Trecho selecionado =
....
Para o assessor da Secretaria de Educação da Bahia, Manoel Calazans, um dos desafios de ampliar a rede de ensino de tempo integral, no qual o estudante passa pelo menos 7 horas diárias na escola, ou 35 horas semanais, é conciliar atividades que façam parte do currículo, mas que também atraiam o desejo dos jovens de permanecer no ambiente escolar e isso passa por entender as singularidades de cada região. Não é só carga horária, ressaltou, durante a visita ao colégio.
Calazans ressaltou que a Bahia é muito diversa e que cada comunidade tem características que precisam ser levadas em conta, como um perfil rural, indígena, quilombola entre tantos outros.
A gente não pode ter aquela métrica do passado de achar que só com sala de aula a gente consegue manter o aluno.
A estudante Livy Vitória, de 16 anos, do curso técnico em Áudio e Vídeo na Pedro Paulo Marques faz parte da agência de notícias do colégio, uma das atividades disponibilizadas para os estudantes de tempo integral. Já é um conhecimento, uma vivência na área que eu quero atuar, diz a estudante, que quer fazer a prova Enem e concorrer a uma vaga no curso de designer gráfico ou produção audiovisual.
Política nacional
O ensino médio em tempo integral faz parte do Programa Escola em Tempo Integral, lançado pelo governo federal em 2023.
Segundo o Censo Escolar de 2024, a modalidade alcança 7.153 escolas do país, 35% delas, e 1,3 milhão de estudantes, o que corresponde a 20,9% dos alunos de escola pública. Entre 2020 e 2024, a porcentagem de alunos no ensino médio integral público saltou de 14,1% para 24,2%. Na Bahia, este número está abaixo da média nacional, com 20,9% das matrículas em tempo integral, equivalente a 135 mil alunos. Por outro lado, a oferta de ensino médio em tempo integral chega a 53,8% das escolas, acima da média nacional.Professora do Pedro Paulo Marques e Marques, Ana Pompilho diz acreditar que políticas públicas como Bolsa Família, Bolsa Presença (do governo baiano), Pé-de-Meia, fazem diferença na hora de manter o aluno na escola.
....
Dados fornecidos =

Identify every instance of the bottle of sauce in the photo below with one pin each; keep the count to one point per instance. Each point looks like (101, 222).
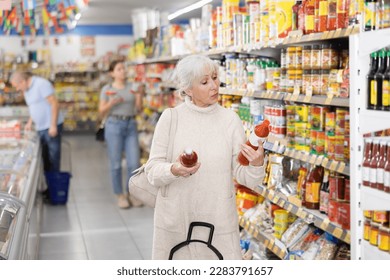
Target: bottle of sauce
(386, 84)
(313, 185)
(386, 181)
(380, 169)
(308, 9)
(366, 162)
(374, 163)
(188, 158)
(324, 193)
(260, 132)
(377, 82)
(370, 79)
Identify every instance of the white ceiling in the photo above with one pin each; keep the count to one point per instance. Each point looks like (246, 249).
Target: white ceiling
(119, 11)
....
Problema breve = Transcreva sem alterações a parte do trecho selecionado que começa em "Para o assessor" e termina em "manter o aluno.". As entradas não têm relação alguma com o trecho selecionado.

Resposta completa =
Para o assessor da Secretaria de Educação da Bahia, Manoel Calazans, um dos desafios de ampliar a rede de ensino de tempo integral, no qual o estudante passa pelo menos 7 horas diárias na escola, ou 35 horas semanais, é conciliar atividades que façam parte do currículo, mas que também atraiam o desejo dos jovens de permanecer no ambiente escolar e isso passa por entender as singularidades de cada região. Não é só carga horária, ressaltou, durante a visita ao colégio.
Calazans ressaltou que a Bahia é muito diversa e que cada comunidade tem características que precisam ser levadas em conta, como um perfil rural, indígena, quilombola entre tantos outros.
A gente não pode ter aquela métrica do passado de achar que só com sala de aula a gente consegue manter o aluno.